▶ TASK INSTRUCTIONS
From the records below, take each line where the string "landing" shows up and copy it.

....

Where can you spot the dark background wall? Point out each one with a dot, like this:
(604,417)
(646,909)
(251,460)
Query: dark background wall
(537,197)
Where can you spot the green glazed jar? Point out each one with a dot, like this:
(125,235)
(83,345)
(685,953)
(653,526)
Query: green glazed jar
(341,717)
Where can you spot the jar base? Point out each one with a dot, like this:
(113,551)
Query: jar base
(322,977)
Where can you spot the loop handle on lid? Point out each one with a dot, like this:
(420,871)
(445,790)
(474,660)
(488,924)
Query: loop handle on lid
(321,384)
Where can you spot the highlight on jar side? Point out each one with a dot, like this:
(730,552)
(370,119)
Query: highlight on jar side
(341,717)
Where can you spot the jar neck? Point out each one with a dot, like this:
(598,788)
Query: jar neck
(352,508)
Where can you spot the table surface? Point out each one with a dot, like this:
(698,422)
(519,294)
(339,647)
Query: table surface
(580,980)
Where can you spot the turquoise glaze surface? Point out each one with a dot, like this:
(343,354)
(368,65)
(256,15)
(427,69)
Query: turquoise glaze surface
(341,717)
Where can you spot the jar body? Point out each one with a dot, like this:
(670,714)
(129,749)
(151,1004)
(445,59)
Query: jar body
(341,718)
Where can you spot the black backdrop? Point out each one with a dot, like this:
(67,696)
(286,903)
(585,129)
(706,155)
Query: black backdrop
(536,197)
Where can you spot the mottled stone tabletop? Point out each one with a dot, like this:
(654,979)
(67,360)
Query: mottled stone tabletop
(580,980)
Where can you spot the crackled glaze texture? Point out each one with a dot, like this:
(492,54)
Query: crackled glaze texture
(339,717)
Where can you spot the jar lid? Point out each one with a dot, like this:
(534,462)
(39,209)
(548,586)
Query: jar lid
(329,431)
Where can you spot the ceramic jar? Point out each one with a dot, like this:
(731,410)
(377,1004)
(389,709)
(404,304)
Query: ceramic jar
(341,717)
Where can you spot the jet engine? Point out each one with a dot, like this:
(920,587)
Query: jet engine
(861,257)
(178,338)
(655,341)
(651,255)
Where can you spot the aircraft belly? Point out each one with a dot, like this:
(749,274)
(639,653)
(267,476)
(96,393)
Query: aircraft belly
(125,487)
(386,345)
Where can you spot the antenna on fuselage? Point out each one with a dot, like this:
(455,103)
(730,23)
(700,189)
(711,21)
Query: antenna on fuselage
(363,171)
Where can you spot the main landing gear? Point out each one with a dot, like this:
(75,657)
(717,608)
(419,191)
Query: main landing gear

....

▶ FINAL ANSWER
Where can you spot the main landing gear? Point out each one with a dot, like this:
Query: main landing gear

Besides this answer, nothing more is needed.